## Document text
^^^^^^^^^^^^^^^^
TOKYO (AP) — The site of Tokyo’s famed Tsukiji fish market, left empty after it was razed six years ago, will be replaced by a scenic waterfront stadium and glistening skyscrapers according to plans for its redevelopment that are facing some staunch opposition.

A computer graphic video of plans for the 900 billion yen ($5.7 billion) project made by property developer Mitsui Fudosan shows air taxis zipping above the Sumida river, famed for its scenic bridges.

It’s the latest vision for what is to replace the old market famous for its tuna auctions and pre-dawn fresher-than-fresh sushi meals in shops nearby.

Mitsui Fudosan says the new development will rival top waterfront spots in places like Sydney and Singapore. The idea is to draw in plenty of people from both Japan and abroad. But some in Tokyo are opposed and would prefer to see the prime site turned into a garden.

The plans include office buildings, event spaces, greenery and residential areas, hotels and a biotechnology research center. Also, plenty of places to shop and eat out.
^^^^^^^^^^^^^^^^
## Entries
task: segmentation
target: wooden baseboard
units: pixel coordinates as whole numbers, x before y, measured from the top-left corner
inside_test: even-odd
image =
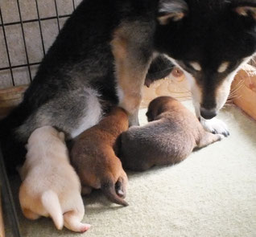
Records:
[[[256,120],[256,68],[246,65],[239,71],[231,87],[233,103]]]

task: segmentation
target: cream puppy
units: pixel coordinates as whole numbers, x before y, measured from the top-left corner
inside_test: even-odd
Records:
[[[69,163],[64,134],[51,126],[35,129],[28,139],[27,153],[20,170],[19,202],[29,219],[50,216],[56,228],[85,232],[85,207],[81,183]]]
^^^^^^^^^^^^^^^^
## Directive 1
In the article on the Tsukiji market redevelopment, what do some people in Tokyo who oppose the plans want the site turned into instead?
## Directive 2
Transcribe a passage from the article on the Tsukiji market redevelopment, beginning at the words "The plans include" and stopping after "and eat out.".
## Directive 3
Go on with the article on the Tsukiji market redevelopment from the point where it stops.

## Task response 1
A garden.

## Task response 2
The plans include office buildings, event spaces, greenery and residential areas, hotels and a biotechnology research center. Also, plenty of places to shop and eat out.

## Task response 3
“We are entering a new chapter. Over the years of Japan’s modernization, waterfronts were used for warehouses and factories,” said Jiro Ueda, an executive overseeing development planning at major real estate company Mitsui Fudosan, which heads the consortium that won the bid to redevelop the area.

“We want to build facilities for sports and entertainment to move people emotionally. We want to make Japan more economically competitive.”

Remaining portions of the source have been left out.